Life, Love, Long Hair, Weeping and Gnashing of Teeth, and other mysteries

All this and more, from a semi-Serbian, slightly sane, former editor for physicians and surgeons, who is the mother of seven kids.


Tuesday 31 January 2012

Hot Beverages - No Shugga Tonight!


As I poured myself a cup from the pot of coffee my 17-year-old daughter brewed, I thought of how nice it is that she makes coffee.

Then I thought of how my 19-year-old daughter used to set out two mugs before bed - one for me and one for herself - each with a green-tea bag leaning up against it, ready for the morning, back before she grew up and moved out on her own.

And then I remembered how my 14-year-old daughter used to be "the Krakus maker" when she was little.  I'd be working on something homeschooly in the living room with her older two sisters, and she'd call from the kitchen, "Who wants Krakus?" And she'd make a tea-pot full of it for us all.



Hot beverages.  They warm more than your mouth.  They warm your heart.

That sounds corny!

Reminds me of the adage about firewood warming you twice.  I do know that to be true, having split many a log round in my day.  A splitting maul and sledge-hammer were a couple of my buddies back in the wilderness of Alaska.

Hmm... Maybe I'll blog about my Alaska days sometime.


Thinking further back, I remember when my mom left my dad, when I was in my late teens.  The biggest hole in my life with her being gone was that I missed drinking coffee with her in the mornings before I went to work.

Further back still, I recall how my dad used to make me hot tea with whiskey or wine in it whenever I got sick.  Not a huge amount, mind you.  About a cap-full (which, being whiskey, could taste pretty darn strong) in a cup of Red Rose tea, mixed with honey.

He did that as far back as I can remember.  I always assumed it was a Serbian thing he carried over from "de old country".

More than the temporary sleepiness or physical healing brought by the medicinal beverages, though, I still carry the indelible love benefits of the memory, feeling my dad's long-ago concern for me.

And best of all, for me, was when my dad came home from work, he'd often say, "Who wants the speck?"

"The speck" was the last few drops of lukewarm coffee with sugar and milk in my dad's construction-site-worn thermos.

The tradition of "the speck" continues as all my kids have gotten specks from me.

But really, it's the little things... ya know?

# DATA SECTION
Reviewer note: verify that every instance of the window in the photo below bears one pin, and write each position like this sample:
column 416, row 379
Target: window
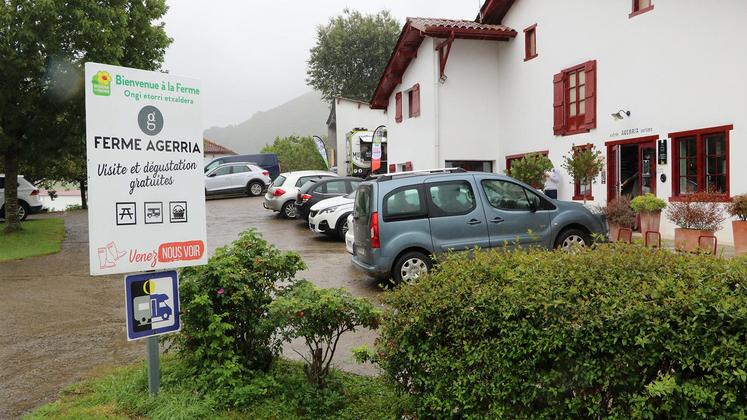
column 700, row 161
column 530, row 42
column 404, row 204
column 582, row 188
column 451, row 198
column 398, row 107
column 641, row 6
column 413, row 101
column 575, row 101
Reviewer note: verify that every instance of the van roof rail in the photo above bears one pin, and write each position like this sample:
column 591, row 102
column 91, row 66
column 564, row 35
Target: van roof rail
column 396, row 175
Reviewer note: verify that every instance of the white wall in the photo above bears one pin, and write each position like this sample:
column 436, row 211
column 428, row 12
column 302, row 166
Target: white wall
column 678, row 67
column 351, row 115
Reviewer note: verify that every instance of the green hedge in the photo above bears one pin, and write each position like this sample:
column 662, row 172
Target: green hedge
column 618, row 331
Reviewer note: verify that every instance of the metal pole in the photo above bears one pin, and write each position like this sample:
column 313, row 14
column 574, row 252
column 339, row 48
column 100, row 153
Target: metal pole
column 154, row 369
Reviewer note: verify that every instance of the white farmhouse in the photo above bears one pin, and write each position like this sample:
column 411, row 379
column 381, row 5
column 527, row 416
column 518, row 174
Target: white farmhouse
column 656, row 85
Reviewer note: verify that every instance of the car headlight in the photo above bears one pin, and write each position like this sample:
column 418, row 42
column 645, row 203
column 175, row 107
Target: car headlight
column 329, row 210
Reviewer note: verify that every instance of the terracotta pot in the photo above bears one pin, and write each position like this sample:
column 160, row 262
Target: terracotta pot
column 687, row 239
column 650, row 221
column 740, row 237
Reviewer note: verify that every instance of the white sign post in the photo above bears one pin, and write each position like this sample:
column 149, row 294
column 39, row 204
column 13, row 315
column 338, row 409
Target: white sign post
column 145, row 170
column 146, row 188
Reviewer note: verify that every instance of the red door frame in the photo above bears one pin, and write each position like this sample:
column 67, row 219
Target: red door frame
column 612, row 164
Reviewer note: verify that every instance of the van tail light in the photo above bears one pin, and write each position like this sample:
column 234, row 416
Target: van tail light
column 375, row 242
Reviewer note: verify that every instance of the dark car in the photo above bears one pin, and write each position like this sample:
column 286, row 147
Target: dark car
column 267, row 161
column 315, row 191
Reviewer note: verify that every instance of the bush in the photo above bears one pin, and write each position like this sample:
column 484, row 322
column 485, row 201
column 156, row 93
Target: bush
column 531, row 169
column 738, row 207
column 616, row 331
column 697, row 211
column 647, row 203
column 618, row 212
column 320, row 316
column 225, row 304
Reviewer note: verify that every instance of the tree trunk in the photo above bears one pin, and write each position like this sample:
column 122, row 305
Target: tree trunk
column 12, row 224
column 83, row 196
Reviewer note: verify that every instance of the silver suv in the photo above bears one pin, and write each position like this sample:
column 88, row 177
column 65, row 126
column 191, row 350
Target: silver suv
column 399, row 220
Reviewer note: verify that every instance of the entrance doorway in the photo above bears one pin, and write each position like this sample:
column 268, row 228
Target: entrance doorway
column 631, row 166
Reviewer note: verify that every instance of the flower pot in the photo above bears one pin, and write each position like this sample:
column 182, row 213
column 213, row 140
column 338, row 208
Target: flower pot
column 650, row 221
column 740, row 237
column 687, row 240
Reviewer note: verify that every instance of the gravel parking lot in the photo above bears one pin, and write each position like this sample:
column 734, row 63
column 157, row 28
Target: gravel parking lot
column 58, row 324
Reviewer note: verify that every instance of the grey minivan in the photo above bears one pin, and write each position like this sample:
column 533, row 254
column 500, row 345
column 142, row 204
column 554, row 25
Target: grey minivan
column 399, row 220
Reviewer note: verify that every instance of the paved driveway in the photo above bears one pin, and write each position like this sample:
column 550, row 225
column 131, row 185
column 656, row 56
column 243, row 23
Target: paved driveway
column 58, row 324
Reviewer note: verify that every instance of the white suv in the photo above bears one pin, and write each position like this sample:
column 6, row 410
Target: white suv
column 29, row 201
column 281, row 195
column 330, row 216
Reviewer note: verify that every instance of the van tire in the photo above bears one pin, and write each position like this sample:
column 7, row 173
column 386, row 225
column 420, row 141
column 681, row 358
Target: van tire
column 411, row 265
column 254, row 189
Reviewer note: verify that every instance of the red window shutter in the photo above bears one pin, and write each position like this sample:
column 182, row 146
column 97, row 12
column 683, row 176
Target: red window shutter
column 590, row 120
column 559, row 120
column 398, row 106
column 415, row 111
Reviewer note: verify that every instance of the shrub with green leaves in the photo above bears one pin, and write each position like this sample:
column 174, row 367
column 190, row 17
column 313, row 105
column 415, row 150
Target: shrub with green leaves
column 531, row 169
column 647, row 203
column 225, row 304
column 610, row 332
column 321, row 317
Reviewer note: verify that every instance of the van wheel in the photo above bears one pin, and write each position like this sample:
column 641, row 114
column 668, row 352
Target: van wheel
column 342, row 226
column 288, row 210
column 254, row 189
column 410, row 266
column 572, row 238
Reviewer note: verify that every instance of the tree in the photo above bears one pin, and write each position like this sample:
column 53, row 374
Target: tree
column 296, row 154
column 43, row 47
column 351, row 53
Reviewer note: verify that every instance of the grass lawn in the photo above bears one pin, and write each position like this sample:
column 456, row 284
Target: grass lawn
column 38, row 237
column 282, row 393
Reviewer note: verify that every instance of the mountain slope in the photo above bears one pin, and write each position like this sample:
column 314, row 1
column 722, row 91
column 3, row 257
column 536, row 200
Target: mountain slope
column 305, row 115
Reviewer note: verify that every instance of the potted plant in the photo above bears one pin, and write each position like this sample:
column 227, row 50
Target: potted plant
column 619, row 215
column 531, row 169
column 695, row 215
column 583, row 164
column 648, row 207
column 738, row 208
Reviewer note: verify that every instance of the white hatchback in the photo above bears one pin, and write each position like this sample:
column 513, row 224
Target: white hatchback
column 29, row 201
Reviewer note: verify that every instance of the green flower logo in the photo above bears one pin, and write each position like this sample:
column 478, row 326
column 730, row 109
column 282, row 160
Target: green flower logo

# REQUIREMENT 1
Could you quote the blog post about hot beverages word for word, between "Further back still, I" and "specks from me.", inclusive?
# REQUIREMENT 2
Can you sum up the blog post about hot beverages in two sentences?

# YOUR SOLUTION 1
Further back still, I recall how my dad used to make me hot tea with whiskey or wine in it whenever I got sick.  Not a huge amount, mind you.  About a cap-full (which, being whiskey, could taste pretty darn strong) in a cup of Red Rose tea, mixed with honey.

He did that as far back as I can remember.  I always assumed it was a Serbian thing he carried over from "de old country".

More than the temporary sleepiness or physical healing brought by the medicinal beverages, though, I still carry the indelible love benefits of the memory, feeling my dad's long-ago concern for me.

And best of all, for me, was when my dad came home from work, he'd often say, "Who wants the speck?"

"The speck" was the last few drops of lukewarm coffee with sugar and milk in my dad's construction-site-worn thermos.

The tradition of "the speck" continues as all my kids have gotten specks from me.

# YOUR SOLUTION 2
The writer, a mother of seven, recalls her daughters making coffee, setting out mugs with green-tea bags, and brewing Krakus, and says hot beverages warm the heart. She also remembers drinking coffee with her mom, her dad making her hot tea with whiskey or wine when she was sick, and "the speck" from his thermos, a tradition she has carried on with her kids.